[Items listed in a dataset]
+ + + +

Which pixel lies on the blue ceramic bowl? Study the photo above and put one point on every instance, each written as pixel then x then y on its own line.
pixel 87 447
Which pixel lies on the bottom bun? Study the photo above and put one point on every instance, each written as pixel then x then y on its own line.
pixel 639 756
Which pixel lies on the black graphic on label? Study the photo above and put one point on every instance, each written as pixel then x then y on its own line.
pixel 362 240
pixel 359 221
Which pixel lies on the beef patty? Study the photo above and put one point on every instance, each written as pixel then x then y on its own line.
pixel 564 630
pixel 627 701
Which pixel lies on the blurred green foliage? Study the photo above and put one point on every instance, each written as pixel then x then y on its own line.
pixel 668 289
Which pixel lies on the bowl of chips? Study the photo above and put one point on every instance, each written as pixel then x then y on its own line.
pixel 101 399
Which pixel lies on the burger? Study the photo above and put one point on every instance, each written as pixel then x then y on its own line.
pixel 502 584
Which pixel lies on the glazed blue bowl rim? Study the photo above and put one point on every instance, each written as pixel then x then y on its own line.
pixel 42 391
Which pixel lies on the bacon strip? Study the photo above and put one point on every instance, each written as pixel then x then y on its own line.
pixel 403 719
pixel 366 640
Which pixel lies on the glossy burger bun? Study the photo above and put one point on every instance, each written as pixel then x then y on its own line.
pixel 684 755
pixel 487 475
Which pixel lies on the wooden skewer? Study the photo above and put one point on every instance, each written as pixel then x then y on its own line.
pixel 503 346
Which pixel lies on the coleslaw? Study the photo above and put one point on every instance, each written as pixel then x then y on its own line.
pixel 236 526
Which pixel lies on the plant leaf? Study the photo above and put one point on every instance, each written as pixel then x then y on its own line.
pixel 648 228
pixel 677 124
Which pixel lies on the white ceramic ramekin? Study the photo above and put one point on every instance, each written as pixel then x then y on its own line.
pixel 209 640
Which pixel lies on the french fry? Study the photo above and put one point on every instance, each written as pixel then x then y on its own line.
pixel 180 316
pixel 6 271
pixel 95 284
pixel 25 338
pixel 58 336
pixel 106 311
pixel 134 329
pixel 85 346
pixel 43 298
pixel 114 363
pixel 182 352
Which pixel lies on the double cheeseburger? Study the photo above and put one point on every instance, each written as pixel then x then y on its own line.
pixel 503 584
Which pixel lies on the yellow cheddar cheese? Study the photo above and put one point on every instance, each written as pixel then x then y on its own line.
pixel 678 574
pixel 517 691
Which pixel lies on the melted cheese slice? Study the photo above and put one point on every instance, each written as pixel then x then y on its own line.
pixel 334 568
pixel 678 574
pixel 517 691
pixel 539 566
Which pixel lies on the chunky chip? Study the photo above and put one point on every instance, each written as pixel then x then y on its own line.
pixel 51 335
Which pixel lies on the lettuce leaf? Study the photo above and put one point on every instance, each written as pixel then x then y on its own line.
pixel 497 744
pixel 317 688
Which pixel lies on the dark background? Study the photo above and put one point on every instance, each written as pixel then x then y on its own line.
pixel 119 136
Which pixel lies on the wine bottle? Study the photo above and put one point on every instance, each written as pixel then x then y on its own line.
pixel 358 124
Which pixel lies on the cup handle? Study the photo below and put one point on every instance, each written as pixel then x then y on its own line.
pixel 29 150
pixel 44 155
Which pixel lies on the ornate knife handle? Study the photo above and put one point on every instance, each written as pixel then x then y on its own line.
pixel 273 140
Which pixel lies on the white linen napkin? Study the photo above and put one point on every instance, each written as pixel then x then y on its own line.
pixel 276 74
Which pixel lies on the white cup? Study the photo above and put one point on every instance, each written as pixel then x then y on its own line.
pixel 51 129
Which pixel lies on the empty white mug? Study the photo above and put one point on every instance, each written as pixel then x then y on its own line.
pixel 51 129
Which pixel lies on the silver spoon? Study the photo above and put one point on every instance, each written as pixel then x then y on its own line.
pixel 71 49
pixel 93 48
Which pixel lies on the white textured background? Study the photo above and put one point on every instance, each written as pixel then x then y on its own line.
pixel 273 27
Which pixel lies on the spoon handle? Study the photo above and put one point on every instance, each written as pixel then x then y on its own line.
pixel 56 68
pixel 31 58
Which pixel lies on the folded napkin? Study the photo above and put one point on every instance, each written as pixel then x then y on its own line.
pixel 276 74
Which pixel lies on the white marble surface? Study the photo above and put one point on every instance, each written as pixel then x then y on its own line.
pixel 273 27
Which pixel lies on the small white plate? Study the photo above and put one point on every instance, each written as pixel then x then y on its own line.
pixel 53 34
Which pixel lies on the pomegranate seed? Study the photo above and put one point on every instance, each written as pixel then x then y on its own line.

+ + + +

### Problem description
Could you write out, unchanged, the line with "Which pixel lies on the spoon" and every line after it in the data above?

### Written answer
Which pixel lies on the spoon handle? Study the photo above and put one point on every instance, each written as pixel then x then y on its own line.
pixel 56 68
pixel 31 58
Which pixel lies on the folded napkin? Study the photo above and put one point on every instance, each written as pixel then x then y on its own line.
pixel 276 74
Which pixel lies on the white marble surface? Study the photo above and put one point on every instance, each written as pixel then x then y on its own line.
pixel 273 27
Which pixel lies on the small white plate? Study the photo above and put one point on every instance, each written as pixel then x then y on its own line.
pixel 53 34
Which pixel lies on the pomegranate seed? Study the photo above and put one point on every instance, each written as pixel then x then y on its own line.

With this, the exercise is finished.